Work task :: Your response should consist of the records, reproduced exactly.

Record set ::
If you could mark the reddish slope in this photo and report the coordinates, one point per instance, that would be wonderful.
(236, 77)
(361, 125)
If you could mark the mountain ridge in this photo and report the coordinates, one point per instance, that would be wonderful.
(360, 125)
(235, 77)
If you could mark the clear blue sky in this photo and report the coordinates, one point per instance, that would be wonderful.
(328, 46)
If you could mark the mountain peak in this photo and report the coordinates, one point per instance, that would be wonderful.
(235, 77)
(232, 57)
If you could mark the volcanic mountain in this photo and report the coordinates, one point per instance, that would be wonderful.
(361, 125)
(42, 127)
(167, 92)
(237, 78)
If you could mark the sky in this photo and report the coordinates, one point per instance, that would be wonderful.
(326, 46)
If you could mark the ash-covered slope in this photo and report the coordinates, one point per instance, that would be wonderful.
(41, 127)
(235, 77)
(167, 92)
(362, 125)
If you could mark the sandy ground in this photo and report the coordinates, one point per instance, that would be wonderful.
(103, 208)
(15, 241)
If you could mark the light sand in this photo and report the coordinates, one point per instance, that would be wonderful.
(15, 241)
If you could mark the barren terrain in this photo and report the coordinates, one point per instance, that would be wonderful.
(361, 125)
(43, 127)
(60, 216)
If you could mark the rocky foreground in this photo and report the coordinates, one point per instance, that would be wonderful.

Final answer ::
If you could mark the reddish slope in this photo and report the coordinates, one point per instance, that would be wonderful.
(236, 77)
(361, 125)
If you could mark the mountain ridge in this photo and report the coordinates, one point per instance, that would be wonderful.
(360, 125)
(235, 77)
If you could mark the clear blue sky in this photo and report the coordinates, one point per instance, that would be wonderful.
(328, 46)
If you could mark the mountain peak in this photo and report the coordinates, one point per instance, that would be wonderful.
(235, 77)
(232, 57)
If you could mark the volcanic mountain in this photo and report the coordinates, one point per instance, that would be wonderful.
(361, 125)
(42, 127)
(167, 92)
(237, 78)
If you could mark the sky in this photo and report the coordinates, one point per instance, that would be wonderful.
(326, 46)
If you could mark the ash-covered slope in this photo and report the coordinates, one point per instance, that would be wonderful.
(41, 127)
(235, 77)
(167, 92)
(362, 125)
If you could mark the sandy ground in this photo and report the coordinates, one point per instance, that would be wonderful.
(103, 208)
(15, 241)
If you could mark the light sand in this photo and report the coordinates, one point per instance, that would be wonderful.
(15, 241)
If you could mark the barren terrain in this photo and report the coordinates, one point per instance, that would be wonderful.
(361, 125)
(43, 127)
(60, 216)
If you could mark the rocky foreground in this photo and report the coordinates, one point per instance, that would be wonderful.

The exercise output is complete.